> _PROBLEM REQUIREMENTS_: Give back the line where "--target hockey glove cuff" appears and all the lines after it until the listing ends, unchanged and with nothing else.
[start RECORDS FOR PROCESSING]
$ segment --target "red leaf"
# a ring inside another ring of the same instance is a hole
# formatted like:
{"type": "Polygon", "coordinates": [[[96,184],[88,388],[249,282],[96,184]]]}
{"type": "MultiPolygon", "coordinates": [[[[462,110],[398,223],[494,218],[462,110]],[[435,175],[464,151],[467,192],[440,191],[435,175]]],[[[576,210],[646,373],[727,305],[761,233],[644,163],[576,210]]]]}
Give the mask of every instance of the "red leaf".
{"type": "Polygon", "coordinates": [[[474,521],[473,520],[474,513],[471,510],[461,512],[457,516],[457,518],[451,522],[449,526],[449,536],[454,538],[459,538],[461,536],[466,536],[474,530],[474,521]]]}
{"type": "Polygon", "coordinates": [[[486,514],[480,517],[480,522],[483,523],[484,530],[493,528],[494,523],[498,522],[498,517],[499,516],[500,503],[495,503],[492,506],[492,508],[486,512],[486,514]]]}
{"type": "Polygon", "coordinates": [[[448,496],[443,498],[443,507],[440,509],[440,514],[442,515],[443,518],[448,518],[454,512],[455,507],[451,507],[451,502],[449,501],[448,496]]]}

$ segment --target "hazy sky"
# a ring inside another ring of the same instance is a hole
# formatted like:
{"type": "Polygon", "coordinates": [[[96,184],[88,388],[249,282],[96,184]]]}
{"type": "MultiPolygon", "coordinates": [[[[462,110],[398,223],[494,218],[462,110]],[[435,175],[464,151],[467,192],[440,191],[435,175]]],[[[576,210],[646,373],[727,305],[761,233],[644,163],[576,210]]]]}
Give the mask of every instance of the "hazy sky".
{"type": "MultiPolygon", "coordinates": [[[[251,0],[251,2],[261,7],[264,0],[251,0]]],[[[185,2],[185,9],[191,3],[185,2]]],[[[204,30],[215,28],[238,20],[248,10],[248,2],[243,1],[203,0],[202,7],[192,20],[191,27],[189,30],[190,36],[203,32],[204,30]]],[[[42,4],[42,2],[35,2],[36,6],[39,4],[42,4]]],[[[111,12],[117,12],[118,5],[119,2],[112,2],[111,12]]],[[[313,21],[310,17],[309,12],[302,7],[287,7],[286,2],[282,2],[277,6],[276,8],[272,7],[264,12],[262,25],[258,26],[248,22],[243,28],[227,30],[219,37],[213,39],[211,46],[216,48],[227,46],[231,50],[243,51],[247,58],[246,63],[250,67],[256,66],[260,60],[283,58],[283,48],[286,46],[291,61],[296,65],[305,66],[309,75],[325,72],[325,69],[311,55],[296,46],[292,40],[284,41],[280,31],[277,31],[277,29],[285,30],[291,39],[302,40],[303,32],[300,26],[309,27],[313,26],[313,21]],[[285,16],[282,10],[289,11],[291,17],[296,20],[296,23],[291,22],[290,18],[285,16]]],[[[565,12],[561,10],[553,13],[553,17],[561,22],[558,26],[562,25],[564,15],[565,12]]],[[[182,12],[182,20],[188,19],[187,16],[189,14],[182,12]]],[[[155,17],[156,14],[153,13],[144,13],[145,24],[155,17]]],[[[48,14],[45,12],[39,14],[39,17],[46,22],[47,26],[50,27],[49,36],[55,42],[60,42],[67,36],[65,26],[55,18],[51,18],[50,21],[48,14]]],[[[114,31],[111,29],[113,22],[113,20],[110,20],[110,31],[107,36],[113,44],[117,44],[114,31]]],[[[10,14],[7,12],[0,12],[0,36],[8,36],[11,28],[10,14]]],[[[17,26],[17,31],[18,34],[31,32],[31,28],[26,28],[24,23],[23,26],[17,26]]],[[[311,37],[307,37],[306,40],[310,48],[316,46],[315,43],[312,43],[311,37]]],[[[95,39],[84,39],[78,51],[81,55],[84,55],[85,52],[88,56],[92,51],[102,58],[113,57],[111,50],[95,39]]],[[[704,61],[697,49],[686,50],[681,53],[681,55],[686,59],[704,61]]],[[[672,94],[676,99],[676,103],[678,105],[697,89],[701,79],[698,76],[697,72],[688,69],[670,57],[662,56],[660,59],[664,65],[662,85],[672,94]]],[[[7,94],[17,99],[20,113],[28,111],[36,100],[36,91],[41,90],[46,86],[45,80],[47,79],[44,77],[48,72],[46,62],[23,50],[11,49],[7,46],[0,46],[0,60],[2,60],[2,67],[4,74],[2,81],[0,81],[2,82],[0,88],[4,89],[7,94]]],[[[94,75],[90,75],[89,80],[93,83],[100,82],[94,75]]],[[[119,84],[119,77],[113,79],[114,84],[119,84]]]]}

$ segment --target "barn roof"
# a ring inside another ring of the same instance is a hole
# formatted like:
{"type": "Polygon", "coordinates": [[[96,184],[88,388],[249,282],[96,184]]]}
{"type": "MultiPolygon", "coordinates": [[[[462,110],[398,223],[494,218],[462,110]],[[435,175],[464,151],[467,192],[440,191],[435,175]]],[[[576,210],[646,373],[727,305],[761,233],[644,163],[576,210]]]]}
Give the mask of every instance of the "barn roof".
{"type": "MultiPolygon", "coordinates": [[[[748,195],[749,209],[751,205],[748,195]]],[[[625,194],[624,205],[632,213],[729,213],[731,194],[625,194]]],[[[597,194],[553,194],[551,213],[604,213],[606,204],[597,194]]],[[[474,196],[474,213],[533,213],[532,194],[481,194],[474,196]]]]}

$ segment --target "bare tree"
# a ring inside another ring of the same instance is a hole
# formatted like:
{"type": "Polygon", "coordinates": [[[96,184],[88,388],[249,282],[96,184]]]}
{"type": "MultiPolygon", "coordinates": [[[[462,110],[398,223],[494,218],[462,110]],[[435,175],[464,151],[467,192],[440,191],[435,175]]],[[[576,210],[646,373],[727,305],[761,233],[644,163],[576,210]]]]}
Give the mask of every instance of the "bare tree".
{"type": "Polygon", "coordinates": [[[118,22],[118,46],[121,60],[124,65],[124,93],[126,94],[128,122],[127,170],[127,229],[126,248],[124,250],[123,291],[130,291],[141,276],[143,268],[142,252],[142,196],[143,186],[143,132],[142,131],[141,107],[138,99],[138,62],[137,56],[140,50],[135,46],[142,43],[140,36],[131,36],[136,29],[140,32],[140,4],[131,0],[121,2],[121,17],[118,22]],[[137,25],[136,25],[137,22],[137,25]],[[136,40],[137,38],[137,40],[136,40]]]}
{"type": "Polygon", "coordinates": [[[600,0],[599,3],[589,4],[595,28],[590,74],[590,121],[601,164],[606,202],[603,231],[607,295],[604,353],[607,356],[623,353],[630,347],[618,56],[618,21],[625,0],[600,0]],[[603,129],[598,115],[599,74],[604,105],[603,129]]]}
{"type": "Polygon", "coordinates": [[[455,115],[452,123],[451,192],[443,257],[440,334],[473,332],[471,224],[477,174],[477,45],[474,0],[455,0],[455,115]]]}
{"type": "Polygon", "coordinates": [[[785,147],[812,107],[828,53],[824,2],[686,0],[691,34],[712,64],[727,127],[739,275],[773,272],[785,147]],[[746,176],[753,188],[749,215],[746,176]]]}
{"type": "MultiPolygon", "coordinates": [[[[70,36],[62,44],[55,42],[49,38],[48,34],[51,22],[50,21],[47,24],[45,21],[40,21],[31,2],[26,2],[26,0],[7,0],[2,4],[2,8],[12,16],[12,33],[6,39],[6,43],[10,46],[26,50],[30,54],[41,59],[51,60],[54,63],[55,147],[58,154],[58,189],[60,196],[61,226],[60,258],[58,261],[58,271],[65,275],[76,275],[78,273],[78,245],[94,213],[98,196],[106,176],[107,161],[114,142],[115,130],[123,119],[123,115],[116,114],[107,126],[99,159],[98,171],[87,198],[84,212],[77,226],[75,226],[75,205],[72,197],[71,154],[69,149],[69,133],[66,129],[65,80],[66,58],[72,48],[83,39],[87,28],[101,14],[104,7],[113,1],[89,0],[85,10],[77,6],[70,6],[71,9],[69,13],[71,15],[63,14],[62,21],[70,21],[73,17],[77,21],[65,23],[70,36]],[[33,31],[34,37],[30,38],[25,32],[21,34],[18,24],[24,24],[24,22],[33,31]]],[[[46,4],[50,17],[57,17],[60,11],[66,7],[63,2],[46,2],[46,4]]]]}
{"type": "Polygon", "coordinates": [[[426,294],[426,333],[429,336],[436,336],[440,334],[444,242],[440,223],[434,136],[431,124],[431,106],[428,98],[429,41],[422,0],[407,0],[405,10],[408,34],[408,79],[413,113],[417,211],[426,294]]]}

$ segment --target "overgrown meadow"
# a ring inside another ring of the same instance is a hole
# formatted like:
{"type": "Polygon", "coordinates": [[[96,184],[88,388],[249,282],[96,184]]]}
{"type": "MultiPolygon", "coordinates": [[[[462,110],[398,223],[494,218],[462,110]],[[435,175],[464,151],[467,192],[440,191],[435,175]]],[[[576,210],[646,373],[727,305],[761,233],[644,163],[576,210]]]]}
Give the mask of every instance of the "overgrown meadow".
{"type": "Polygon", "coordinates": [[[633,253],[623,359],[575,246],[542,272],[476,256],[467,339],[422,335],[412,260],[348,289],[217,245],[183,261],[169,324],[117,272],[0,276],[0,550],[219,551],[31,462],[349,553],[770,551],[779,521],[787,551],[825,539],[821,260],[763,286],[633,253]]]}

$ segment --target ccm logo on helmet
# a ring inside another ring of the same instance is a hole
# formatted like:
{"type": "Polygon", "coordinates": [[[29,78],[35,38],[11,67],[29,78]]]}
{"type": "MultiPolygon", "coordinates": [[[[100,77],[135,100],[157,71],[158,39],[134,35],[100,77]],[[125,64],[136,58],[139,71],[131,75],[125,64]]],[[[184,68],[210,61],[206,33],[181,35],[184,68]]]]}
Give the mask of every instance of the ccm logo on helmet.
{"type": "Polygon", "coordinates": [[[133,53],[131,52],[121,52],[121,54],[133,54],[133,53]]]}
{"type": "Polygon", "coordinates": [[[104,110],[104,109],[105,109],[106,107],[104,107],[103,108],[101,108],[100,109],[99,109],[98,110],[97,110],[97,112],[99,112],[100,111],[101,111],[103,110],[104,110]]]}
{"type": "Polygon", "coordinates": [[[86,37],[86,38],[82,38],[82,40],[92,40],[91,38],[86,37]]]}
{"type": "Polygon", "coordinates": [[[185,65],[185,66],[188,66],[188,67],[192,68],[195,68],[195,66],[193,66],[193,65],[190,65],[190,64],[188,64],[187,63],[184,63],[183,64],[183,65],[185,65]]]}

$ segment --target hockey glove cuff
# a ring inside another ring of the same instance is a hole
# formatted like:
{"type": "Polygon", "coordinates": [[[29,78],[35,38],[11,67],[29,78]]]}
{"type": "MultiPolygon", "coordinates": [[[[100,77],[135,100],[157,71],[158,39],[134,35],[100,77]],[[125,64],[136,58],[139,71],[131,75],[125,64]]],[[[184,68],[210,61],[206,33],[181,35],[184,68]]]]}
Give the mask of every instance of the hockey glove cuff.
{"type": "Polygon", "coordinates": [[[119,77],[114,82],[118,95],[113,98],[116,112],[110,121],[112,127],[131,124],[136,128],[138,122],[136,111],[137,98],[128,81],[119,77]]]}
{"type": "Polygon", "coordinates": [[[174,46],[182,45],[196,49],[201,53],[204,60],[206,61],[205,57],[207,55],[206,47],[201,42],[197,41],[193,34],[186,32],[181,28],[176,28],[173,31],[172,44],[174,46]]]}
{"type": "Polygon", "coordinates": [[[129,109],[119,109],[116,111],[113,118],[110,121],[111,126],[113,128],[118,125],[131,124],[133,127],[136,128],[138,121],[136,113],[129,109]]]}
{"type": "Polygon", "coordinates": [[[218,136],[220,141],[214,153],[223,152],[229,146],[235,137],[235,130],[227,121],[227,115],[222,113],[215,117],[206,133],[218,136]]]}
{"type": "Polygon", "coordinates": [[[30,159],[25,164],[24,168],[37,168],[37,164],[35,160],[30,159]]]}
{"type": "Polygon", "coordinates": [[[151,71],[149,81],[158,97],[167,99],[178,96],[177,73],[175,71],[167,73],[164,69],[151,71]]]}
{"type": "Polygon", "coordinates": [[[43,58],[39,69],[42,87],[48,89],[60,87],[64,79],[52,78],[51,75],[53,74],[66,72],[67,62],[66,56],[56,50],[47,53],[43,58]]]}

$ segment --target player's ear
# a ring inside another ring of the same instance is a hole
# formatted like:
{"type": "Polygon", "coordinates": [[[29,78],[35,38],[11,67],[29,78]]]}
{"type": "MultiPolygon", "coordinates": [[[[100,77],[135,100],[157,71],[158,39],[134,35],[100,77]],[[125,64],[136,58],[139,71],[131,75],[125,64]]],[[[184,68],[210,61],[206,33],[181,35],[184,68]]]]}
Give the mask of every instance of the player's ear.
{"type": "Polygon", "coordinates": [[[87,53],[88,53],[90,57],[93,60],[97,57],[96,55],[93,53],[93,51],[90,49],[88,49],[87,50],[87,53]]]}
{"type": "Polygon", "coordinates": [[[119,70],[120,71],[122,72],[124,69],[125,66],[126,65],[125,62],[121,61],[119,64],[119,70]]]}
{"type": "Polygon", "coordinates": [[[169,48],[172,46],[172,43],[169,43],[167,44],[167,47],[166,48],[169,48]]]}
[end RECORDS FOR PROCESSING]
> _WORKED ANSWER_:
$ segment --target hockey glove cuff
# a ring inside another ring of the same instance is a hole
# formatted like:
{"type": "Polygon", "coordinates": [[[29,78],[35,38],[11,67],[29,78]]]}
{"type": "MultiPolygon", "coordinates": [[[[100,77],[135,100],[157,71],[158,39],[134,35],[100,77]],[[125,64],[136,58],[139,71],[131,75],[125,64]]],[[[184,68],[210,61],[206,33],[181,35],[184,68]]]]}
Give the mask of every instance of the hockey glove cuff.
{"type": "Polygon", "coordinates": [[[119,77],[114,82],[118,95],[113,98],[116,112],[110,121],[112,127],[131,124],[136,128],[138,122],[136,111],[137,98],[128,81],[119,77]]]}
{"type": "Polygon", "coordinates": [[[174,46],[182,45],[196,49],[201,53],[204,60],[206,61],[205,57],[207,55],[206,47],[201,42],[197,41],[193,34],[186,32],[181,28],[176,28],[173,31],[172,44],[174,46]]]}
{"type": "Polygon", "coordinates": [[[129,109],[119,109],[116,111],[113,118],[110,121],[111,126],[113,128],[118,125],[131,124],[133,127],[136,128],[138,121],[136,113],[129,109]]]}
{"type": "Polygon", "coordinates": [[[218,136],[220,141],[214,153],[223,152],[229,146],[235,137],[235,130],[227,121],[227,115],[222,113],[215,117],[206,133],[218,136]]]}
{"type": "Polygon", "coordinates": [[[30,159],[25,164],[24,168],[37,168],[37,164],[35,160],[30,159]]]}
{"type": "Polygon", "coordinates": [[[151,71],[149,81],[158,97],[167,99],[178,96],[177,73],[175,71],[167,73],[164,69],[151,71]]]}
{"type": "Polygon", "coordinates": [[[43,58],[39,69],[42,87],[48,89],[60,87],[64,79],[52,78],[51,75],[53,74],[66,72],[67,62],[66,56],[56,50],[47,53],[43,58]]]}

$ segment --target player's ear
# a ring inside another ring of the same instance is a hole
# formatted like:
{"type": "Polygon", "coordinates": [[[29,78],[35,38],[11,67],[29,78]]]}
{"type": "MultiPolygon", "coordinates": [[[[100,77],[135,100],[157,71],[158,39],[134,35],[100,77]],[[125,64],[136,58],[139,71],[131,75],[125,64]]],[[[184,68],[210,61],[206,33],[181,35],[184,68]]]]}
Give the mask of every instance of the player's ear.
{"type": "Polygon", "coordinates": [[[87,53],[88,53],[90,57],[93,60],[97,57],[96,55],[93,53],[93,51],[90,49],[88,49],[87,50],[87,53]]]}
{"type": "Polygon", "coordinates": [[[119,70],[120,71],[122,72],[124,69],[125,66],[126,65],[125,62],[121,61],[119,64],[119,70]]]}
{"type": "Polygon", "coordinates": [[[169,48],[172,46],[172,43],[169,43],[167,44],[167,47],[166,48],[169,48]]]}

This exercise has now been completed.